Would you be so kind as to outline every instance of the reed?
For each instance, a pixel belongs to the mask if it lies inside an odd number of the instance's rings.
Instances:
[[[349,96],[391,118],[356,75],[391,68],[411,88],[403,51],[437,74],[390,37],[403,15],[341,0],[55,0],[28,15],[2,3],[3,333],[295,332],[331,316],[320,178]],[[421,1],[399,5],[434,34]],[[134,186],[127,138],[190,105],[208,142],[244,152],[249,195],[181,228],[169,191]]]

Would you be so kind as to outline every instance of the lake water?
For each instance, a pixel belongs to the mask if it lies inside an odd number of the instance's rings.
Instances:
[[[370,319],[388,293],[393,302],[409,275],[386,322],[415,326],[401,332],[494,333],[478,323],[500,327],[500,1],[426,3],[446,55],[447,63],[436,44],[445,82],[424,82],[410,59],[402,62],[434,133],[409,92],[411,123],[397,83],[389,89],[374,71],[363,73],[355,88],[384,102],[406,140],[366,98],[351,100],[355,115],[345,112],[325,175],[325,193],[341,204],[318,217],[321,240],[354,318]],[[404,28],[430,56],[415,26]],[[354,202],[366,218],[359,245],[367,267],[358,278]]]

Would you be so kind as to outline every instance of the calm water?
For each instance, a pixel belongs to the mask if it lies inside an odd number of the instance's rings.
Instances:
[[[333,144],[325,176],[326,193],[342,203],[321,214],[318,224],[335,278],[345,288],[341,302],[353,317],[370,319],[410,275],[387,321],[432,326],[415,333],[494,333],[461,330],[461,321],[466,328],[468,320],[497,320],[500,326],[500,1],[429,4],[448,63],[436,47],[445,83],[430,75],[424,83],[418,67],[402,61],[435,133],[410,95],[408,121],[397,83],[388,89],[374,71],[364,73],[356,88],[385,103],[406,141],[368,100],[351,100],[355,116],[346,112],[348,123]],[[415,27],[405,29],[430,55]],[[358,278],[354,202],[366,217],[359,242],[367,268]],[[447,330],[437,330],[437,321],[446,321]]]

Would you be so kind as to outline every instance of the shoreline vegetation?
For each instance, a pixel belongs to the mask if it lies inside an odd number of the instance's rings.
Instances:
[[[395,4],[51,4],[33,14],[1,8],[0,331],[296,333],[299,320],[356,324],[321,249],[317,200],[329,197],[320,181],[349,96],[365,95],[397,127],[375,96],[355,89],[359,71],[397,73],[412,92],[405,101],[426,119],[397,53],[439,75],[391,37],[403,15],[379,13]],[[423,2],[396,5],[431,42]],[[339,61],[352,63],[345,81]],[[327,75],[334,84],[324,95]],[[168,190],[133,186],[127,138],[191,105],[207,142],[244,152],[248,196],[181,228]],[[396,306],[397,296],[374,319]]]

• • • • • • •

_Problem requirements_.
Start at the first line of the entries and stop at the line that contains "the lake water?". Repeat every line in that span exactly, and nothing beyond it.

_Response to the exercise_.
Would you be so kind as to outline every instance of the reed?
For each instance, a pixel belongs to the mask if it lies inside an odd number of the instance's rings.
Instances:
[[[349,96],[391,118],[356,75],[391,68],[411,88],[403,51],[437,74],[390,37],[403,15],[341,0],[55,0],[28,15],[2,3],[3,333],[295,332],[331,316],[320,178]],[[421,1],[399,5],[434,34]],[[134,186],[127,138],[190,105],[208,142],[244,152],[249,195],[181,228],[169,191]]]

Would you be so kind as to outline every instance of the lake water?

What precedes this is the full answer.